■ **AUFGABEN**
1. Nenne alle Romantitel, die im Textauszug über Saramago vorkommen.
2. Führe den Textauszug über Saramagos Romane nach seinem letzten Satz weiter.

■ **TEXTAUSZUG**
Parteiisch war der politische Mensch Saramago als bekennender Kommunist. Das brachte ihm bis zuletzt den Vorwurf der Einseitigkeit ein. Einen „populistischen Extremisten“ nannte ihn L’Osservatore Romano im Nachruf. Als Schriftsteller zeigte sich Saramago parteiisch für jene Menschen, die sich von Systemen nicht kleinkriegen lassen. Die sehen, um die Metapher des Romans „Die Stadt der Blinden“ aufzugreifen, der 2008 verfilmt wurde.

Um sowohl die gesellschaftlichen Entwicklungen als auch Individuen in den Blick zu nehmen, gibt es in Saramagos Romanen ähnliche Verfahren. Der Autor erzählt oft zunächst unheimliche Ereignisse: etwa dass eine Stadt blind wird („Die Stadt der Blinden“, 1995) oder weiß wählt („Die Stadt der Sehenden“, 2004), oder dass in einem Land der Tod ausbleibt („Eine Zeit ohne Tod“, 2005). Er erzählt menschenverachtende und ethisch problematische Vorgänge, die sich aus solchen Situationen ergeben, etwa den Terror der Regierung oder die Abschiebung der Sterbenden über die Grenzen und in den Tod. Dabei stattet er die parabelhaften Handlungen kaum mit Interieur aus, lässt auch die Orte unbenannt: Was passiert, könnte jederzeit und überall passieren. Und was und wie gesprochen wird, ist entlarvend: In unverkennbaren Dialogen – mitreißende Satzungetüme ohne trennende Anführungszeichen – seziert Saramago Macht und ihre Mechanismen und wie sie in Sprache sichtbar werden. Dabei kommt alles aufs Tapet: Seien es pathetisch-religiöse Floskeln oder vaterländische Rhetorik, sei es von Politikern, Kirchenmännern oder Philosophen. In derart erfrischend zu lesenden Dialogen die Komplexität (und den Wahnsinn) von Systemen zu enthüllen: eine literarische Meisterleistung.

■ **GESPEICHERTE DATEN**
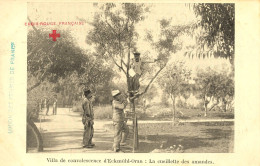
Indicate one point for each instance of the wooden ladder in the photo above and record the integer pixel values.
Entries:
(132, 139)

■ **ANTWORTEN**
1.
Die Stadt der Blinden
Die Stadt der Sehenden
Eine Zeit ohne Tod

2.
Poetik, Politik – und das Leben

Aussichtslose Lagen als Ausgangspunkt. Wenn alles im Chaos zu versinken droht, zoomt Saramago Individuen heran und beobachtet liebevoll-ironisch, wie sie sich plagen, Zivilcourage zeigen, Verantwortung übernehmen, ihre Leben meistern oder scheitern. Er scheint damit literarisch zu verwirklichen, was Elias Canetti einmal als Aufgabe der Dichter beschrieben hat: „Sie sollten imstande sein, zu jedem zu werden, auch zum Kleinsten, zum Naivsten, zum Ohnmächtigsten.“ Nicht selten erweist sich ein Hund als der bessere Mitmensch.

In dieser Hinsicht, mit diesem Blick auf das Individuum in Systemen ist Saramagos Literatur politisch und engagiert, ein wütender Protest gegen Unrecht. Der 1922 in einem portugiesischen Dorf geborene Sohn einer Landarbeiterfamilie schrieb während der Salazar-Diktatur in Oppositionszeitschriften über Literatur. Nach der Revolution wandte er sich ganz der Literatur zu. Breite Anerkennung fand er aber erst mit seinen Romanen „Hoffnung im Alentejo“ (1980) und „Das Memorial“ (1982). 1998 erhielt er den Nobelpreis für Literatur. In die deutschsprachigen Schlagzeilen kam er zuletzt wegen seiner Blogs, die Rowohlt, sein deutscher Verlag, wohl wegen Saramagos scharfer Kritik an Israel „in der vorliegenden Form“ nicht veröffentlichen wollte. Saramago wechselte zu Hoffmann und Campe, wo sein „Tagebuch“ Anfang Juli erscheinen wird. Seine Literatur verformte er nie zu ideologischen Statements, sie blieb immer Literatur; und Literatur war Saramagos Stärke. Seine Leser lässt er nicht vergessen, dass sie sich in einem Text befinden. Seine Erzähler unterbrechen die Handlung und kommentieren selbstironisch das Geschehen und die Sprache sowie das Verhalten und Sprechen der Figuren: „Auf ein solches Was wäre wenn wird man nur schwerlich eine den Leser befriedigende Antwort finden“, heißt es in „Die Stadt der Sehenden“. „Außer der Erzähler wäre so ungewöhnlich aufrichtig zuzugeben, dass er sich nie wirklich sicher war, wie er diese einzigartige Geschichte … zu einem guten Ende bringen könnte.“

Diese Frage war bei Saramago nicht nur eine der Poetik, sondern wohl auch eine der Politik – und des Lebens.